(Collected data entries)
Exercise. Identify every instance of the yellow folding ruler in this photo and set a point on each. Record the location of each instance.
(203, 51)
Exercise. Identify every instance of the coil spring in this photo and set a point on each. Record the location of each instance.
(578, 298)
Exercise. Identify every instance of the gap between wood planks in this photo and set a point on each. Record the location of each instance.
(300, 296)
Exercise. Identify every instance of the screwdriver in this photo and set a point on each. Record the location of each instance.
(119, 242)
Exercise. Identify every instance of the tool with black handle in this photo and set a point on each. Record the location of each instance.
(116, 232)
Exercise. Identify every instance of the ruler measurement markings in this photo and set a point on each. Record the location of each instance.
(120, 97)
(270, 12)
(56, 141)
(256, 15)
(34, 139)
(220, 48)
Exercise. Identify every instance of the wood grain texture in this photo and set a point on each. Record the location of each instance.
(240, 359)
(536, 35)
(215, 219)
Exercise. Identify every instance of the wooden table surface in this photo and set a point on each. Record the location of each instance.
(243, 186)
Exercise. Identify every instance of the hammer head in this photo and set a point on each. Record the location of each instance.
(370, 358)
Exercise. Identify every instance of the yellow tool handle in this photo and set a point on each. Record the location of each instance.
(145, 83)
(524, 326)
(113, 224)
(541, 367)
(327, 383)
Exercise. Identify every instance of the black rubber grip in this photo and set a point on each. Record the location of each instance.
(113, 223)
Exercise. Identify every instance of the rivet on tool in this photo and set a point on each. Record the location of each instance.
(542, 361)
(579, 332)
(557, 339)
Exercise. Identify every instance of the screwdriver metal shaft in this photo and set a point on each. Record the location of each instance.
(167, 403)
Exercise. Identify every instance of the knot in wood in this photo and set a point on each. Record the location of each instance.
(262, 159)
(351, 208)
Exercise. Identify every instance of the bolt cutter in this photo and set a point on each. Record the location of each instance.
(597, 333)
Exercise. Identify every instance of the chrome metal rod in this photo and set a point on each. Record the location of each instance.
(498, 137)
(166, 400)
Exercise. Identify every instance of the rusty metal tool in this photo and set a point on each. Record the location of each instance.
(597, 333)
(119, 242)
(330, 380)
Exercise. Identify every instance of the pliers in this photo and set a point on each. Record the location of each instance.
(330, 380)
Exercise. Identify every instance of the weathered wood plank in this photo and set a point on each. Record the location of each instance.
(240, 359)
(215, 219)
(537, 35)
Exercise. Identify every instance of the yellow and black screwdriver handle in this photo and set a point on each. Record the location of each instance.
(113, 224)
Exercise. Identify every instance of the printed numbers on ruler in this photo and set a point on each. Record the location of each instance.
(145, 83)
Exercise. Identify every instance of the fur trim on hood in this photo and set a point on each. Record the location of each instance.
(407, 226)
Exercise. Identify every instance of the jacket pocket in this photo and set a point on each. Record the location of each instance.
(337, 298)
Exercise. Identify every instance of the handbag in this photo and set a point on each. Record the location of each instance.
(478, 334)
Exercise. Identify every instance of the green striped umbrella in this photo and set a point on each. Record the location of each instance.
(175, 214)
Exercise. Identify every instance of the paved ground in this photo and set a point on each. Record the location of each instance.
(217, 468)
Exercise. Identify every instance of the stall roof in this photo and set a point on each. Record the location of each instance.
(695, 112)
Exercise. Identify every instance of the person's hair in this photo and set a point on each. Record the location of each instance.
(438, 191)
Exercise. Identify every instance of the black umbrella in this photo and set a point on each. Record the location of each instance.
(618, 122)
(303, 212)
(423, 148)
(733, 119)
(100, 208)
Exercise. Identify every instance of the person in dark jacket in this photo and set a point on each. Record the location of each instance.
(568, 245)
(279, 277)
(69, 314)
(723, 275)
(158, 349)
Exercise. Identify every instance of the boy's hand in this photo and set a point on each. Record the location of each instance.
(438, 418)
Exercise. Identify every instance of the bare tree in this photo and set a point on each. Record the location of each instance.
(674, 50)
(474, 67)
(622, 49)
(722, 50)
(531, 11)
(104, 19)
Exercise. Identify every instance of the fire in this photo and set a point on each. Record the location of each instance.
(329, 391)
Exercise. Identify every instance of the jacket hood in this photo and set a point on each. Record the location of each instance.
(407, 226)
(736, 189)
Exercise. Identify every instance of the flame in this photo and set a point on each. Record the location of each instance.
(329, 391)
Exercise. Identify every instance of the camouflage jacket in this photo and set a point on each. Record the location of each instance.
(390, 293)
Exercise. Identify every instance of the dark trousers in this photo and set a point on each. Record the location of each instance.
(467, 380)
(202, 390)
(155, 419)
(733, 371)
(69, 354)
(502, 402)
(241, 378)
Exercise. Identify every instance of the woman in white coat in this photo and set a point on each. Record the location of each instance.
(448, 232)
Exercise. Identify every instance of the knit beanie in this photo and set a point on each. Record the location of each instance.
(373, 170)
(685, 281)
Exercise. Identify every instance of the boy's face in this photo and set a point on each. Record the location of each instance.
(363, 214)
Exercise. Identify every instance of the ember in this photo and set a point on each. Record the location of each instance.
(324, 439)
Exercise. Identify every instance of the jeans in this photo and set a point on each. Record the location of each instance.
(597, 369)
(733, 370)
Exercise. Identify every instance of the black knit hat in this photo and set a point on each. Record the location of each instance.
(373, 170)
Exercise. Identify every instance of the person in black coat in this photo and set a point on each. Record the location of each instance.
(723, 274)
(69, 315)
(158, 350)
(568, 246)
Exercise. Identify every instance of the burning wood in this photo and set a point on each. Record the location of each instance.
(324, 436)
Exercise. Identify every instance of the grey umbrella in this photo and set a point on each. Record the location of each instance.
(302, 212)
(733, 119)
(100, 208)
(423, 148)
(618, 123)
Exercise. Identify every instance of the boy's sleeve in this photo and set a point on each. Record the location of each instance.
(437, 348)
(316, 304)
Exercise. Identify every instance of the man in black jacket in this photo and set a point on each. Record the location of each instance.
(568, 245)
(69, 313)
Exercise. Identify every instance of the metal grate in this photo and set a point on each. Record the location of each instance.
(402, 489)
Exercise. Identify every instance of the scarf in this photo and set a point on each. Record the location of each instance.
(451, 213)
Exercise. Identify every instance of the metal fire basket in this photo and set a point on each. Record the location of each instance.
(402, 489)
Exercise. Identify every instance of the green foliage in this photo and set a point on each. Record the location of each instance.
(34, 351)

### THE EXERCISE
Your task is to retype all the records above with nothing left out.

### ANSWER TO THIS PROBLEM
Exercise. Identify every instance of the yellow folding ruler in this photo and set a point on each. Record the location of each instance.
(203, 51)
Exercise. Identify every instance of the coil spring in this photo and set a point on each. Record the location of each instance.
(578, 298)
Exercise. Identify every instance of the gap between wood planks in this photo and set a point on each. Record the location of each instance.
(300, 296)
Exercise. Identify every instance of the screwdriver in this photo and set a point on each. Record the location of each instance.
(119, 242)
Exercise. Identify every instance of the tool with black handle in this photo and set a point on each. Record the location of each instance.
(116, 232)
Exercise. Identify every instance of the ruler measurement markings in this photo and set a point on each. Record the location of each instance.
(120, 97)
(270, 12)
(56, 141)
(256, 15)
(34, 139)
(220, 48)
Exercise. Identify every instance of the wood grain texture in this photo and set a point on each. Record the location of each instance.
(240, 359)
(536, 35)
(215, 219)
Exercise. Identify every instance of the wooden table surface in this photo and set a point on each. Record the location of each instance.
(243, 186)
Exercise. Identify every instance of the hammer head in this photo and set a point on each. Record the location of each instance.
(370, 358)
Exercise. Identify every instance of the yellow tool handle in this photo and set a point on each. Record the location of each instance.
(145, 83)
(524, 326)
(113, 224)
(541, 367)
(327, 383)
Exercise. Identify every instance of the black rubber grip in this photo and set a point on each. Record the location of each instance.
(113, 223)
Exercise. Identify every instance of the rivet on tool in this photo and set a point on each. Record the location of each instance.
(542, 361)
(579, 332)
(557, 339)
Exercise. Identify every instance of the screwdriver metal shaft in this photo and set a point on each. Record the location of each instance.
(167, 403)
Exercise. Identify every instance of the knot in wood in this photo and set a point on each. Record the location of each instance.
(262, 159)
(351, 208)
Exercise. Identify every instance of the bolt cutter in this photo and set a point on each. Record the location of each instance.
(597, 333)
Exercise. Identify every instance of the chrome metal rod in this photo and set a point on each. Record the location of each instance.
(498, 137)
(166, 400)
Exercise. Identify every instance of the rusty metal tool in this photo and set a point on each. Record the location of each instance.
(597, 333)
(119, 242)
(330, 380)
Exercise. Identify every instance of the pliers in this photo and set a point on each. Record the location of each instance.
(330, 380)
Exercise. Identify every instance of the weathered wood plank in this photo and set a point on each. Record the location of each instance.
(240, 359)
(215, 219)
(537, 35)
Exercise. Identify every instance of the yellow and black screwdriver handle in this photo and set a point on each. Record the location of each instance.
(113, 224)
Exercise. Identify every instance of the printed numbers on ruler in this photo and set a point on each. Record the location of each instance.
(145, 83)
Exercise. Identify every instance of the fur trim on hood in this photo and set a point on each. Record the location of each instance.
(407, 226)
Exercise. Identify every instance of the jacket pocket in this photo and set a point on each. Record the location of each instance.
(337, 298)
Exercise. Identify every instance of the handbag in this photo and set a point on each. Record the location of each instance.
(478, 334)
Exercise. Identify every instance of the green striped umbrella in this photo and set a point on each. Record the location of each instance.
(175, 214)
Exercise. Identify every instance of the paved ground in this photo and set a point on each. Record the location of each instance.
(217, 468)
Exercise. Identify every instance of the stall roof in this photo and set a point on each. Record the location of each instance.
(695, 112)
Exercise. Identify every instance of the person's hair in this photo and set a point on each. Record the location of each instance.
(438, 191)
Exercise. Identify every instance of the black umbrella in this photo and set a point on each. Record the location of each instance.
(618, 122)
(303, 212)
(423, 148)
(733, 119)
(100, 208)
Exercise. Identify every instance of the person in dark jacket in this photo and set a point on each. Record the location of each instance.
(568, 245)
(279, 277)
(69, 314)
(723, 275)
(158, 349)
Exercise. Identify every instance of the boy's hand in this photo and set a point on each. Record the location of each instance.
(438, 418)
Exercise. Identify every instance of the bare tree in this photo and set a point on each. Record the location of each instance.
(674, 50)
(474, 67)
(622, 49)
(722, 50)
(531, 11)
(104, 19)
Exercise. Identify every instance of the fire in this photo and set a point on each. Record the location of each instance.
(329, 391)
Exercise. Identify every instance of the jacket hood in this photo and set a point on each. Record the location of each instance.
(407, 226)
(736, 189)
Exercise. Identify every instance of the flame in this photo and set a point on each. Record the location of each instance.
(329, 391)
Exercise. Identify every instance of the camouflage jacket in this photo and set a point on each. Record the location of each instance.
(390, 293)
Exercise. Identify every instance of the dark trousers in this photo and set a point on each. Record the location of each instance.
(467, 380)
(202, 390)
(155, 419)
(733, 371)
(69, 354)
(502, 402)
(241, 378)
Exercise. Identify every instance of the woman in white coat in this photo and set a point on each. Record the location of each instance.
(448, 232)
Exercise. Identify every instance of the knit beanie in this photo and set a point on each. Record the location of each instance.
(373, 170)
(685, 281)
Exercise. Identify every instance of the boy's face in this photo and set a point on each. Record the location of each instance.
(363, 214)
Exercise. Identify every instance of the ember in this photo and set a point on each. Record the location of each instance.
(324, 439)
Exercise. Identify every instance of the jeans in this photo and set a point on each. Record the location of each instance.
(597, 369)
(733, 370)
Exercise. Identify every instance of the black knit hat in this photo and set a point on each. Record the location of each instance.
(373, 170)
Exercise. Identify every instance of the person in black coat in this photo and set a point on each. Record the location of each instance.
(723, 274)
(69, 315)
(158, 350)
(568, 246)
Exercise. Identify every instance of the burning wood in this photo and set a point on each. Record the location of each instance.
(324, 436)
Exercise. Identify every instance of the grey umbrella in this photo and set a point on each. Record the location of each instance.
(302, 212)
(733, 119)
(100, 208)
(423, 148)
(618, 123)
Exercise. Identify every instance of the boy's sleeve in this photo and set a point on each. Record the location of each instance.
(437, 348)
(316, 304)
Exercise. Identify every instance of the man in black jacket in this photo and set a point on each. Record the location of each instance.
(568, 245)
(69, 313)
Exercise. Identify every instance of the metal grate in this photo and set a point on each. Record the location of each instance.
(402, 489)
Exercise. Identify every instance of the scarf in this photo and set a point on each. Record the location of each instance.
(451, 213)
Exercise. Identify every instance of the metal fire basket in this photo and set a point on each. Record the location of each instance.
(402, 489)
Exercise. Identify every instance of the green foliage in this photo and set a point on each. Record the location of each instance.
(34, 351)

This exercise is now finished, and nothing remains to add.